■ **WHAT TO WORK ON**
Transcribe the data below in full, exactly.

■ **PROVIDED DATA**

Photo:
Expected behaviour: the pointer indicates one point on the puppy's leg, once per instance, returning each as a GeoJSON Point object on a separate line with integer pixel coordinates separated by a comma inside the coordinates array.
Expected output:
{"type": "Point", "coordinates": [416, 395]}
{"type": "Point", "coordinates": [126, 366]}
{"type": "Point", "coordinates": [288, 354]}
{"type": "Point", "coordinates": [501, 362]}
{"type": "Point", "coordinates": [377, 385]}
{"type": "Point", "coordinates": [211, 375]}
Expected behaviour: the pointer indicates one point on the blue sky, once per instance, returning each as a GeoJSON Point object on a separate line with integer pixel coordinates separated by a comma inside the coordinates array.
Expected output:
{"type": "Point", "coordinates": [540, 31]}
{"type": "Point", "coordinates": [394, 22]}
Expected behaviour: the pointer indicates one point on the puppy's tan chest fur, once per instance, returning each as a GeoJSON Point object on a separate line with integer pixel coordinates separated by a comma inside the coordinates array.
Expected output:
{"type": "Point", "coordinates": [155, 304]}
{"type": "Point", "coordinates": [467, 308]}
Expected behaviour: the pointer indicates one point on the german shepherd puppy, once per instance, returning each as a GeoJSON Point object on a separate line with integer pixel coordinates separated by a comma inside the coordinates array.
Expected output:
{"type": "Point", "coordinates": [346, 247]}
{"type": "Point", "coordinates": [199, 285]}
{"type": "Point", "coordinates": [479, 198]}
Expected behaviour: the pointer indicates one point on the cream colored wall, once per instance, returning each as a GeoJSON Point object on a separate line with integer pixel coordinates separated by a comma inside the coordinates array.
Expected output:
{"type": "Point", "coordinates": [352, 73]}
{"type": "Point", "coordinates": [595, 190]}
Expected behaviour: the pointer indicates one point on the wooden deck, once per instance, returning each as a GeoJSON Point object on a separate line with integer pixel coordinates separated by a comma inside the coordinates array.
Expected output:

■ **TASK SOLUTION**
Photo:
Expected behaviour: the pointer indicates one point on the puppy's leg, once per instance, returning each as a GeoJSON Point object on a separate line with integer pixel coordinates separated by a comma inside the coordinates array.
Expected output:
{"type": "Point", "coordinates": [416, 395]}
{"type": "Point", "coordinates": [126, 366]}
{"type": "Point", "coordinates": [288, 354]}
{"type": "Point", "coordinates": [501, 362]}
{"type": "Point", "coordinates": [377, 385]}
{"type": "Point", "coordinates": [211, 375]}
Expected behaviour: the pointer indicates one point on the blue sky, once per instance, returning each as a GeoJSON Point object on a separate line with integer pixel coordinates separated by a comma inside the coordinates array.
Expected output:
{"type": "Point", "coordinates": [540, 31]}
{"type": "Point", "coordinates": [394, 22]}
Expected behaviour: the pointer indicates one point on the puppy's tan chest fur, once per instance, returning each as a GeoJSON Point object on a separate line with integer pixel coordinates separated by a comma inside the coordinates array.
Expected output:
{"type": "Point", "coordinates": [155, 304]}
{"type": "Point", "coordinates": [467, 308]}
Expected behaviour: the pointer indicates one point on the german shepherd puppy, once per instance, returning each as a GeoJSON Point object on a separate line with integer pixel coordinates separated by a comma inside the coordinates array.
Expected output:
{"type": "Point", "coordinates": [346, 247]}
{"type": "Point", "coordinates": [199, 285]}
{"type": "Point", "coordinates": [479, 198]}
Expected behaviour: the pointer indicates one point on the cream colored wall, once per instance, returning each as a GeoJSON Point object on a separate line with integer pixel coordinates separated by a comma inside the coordinates array.
Expected output:
{"type": "Point", "coordinates": [352, 73]}
{"type": "Point", "coordinates": [595, 190]}
Expected behaviour: the pointer indicates one point on the wooden deck, once per instance, returning each as a GeoJSON Point object on a separate line with integer pixel coordinates separated by a comma inside the coordinates array.
Expected output:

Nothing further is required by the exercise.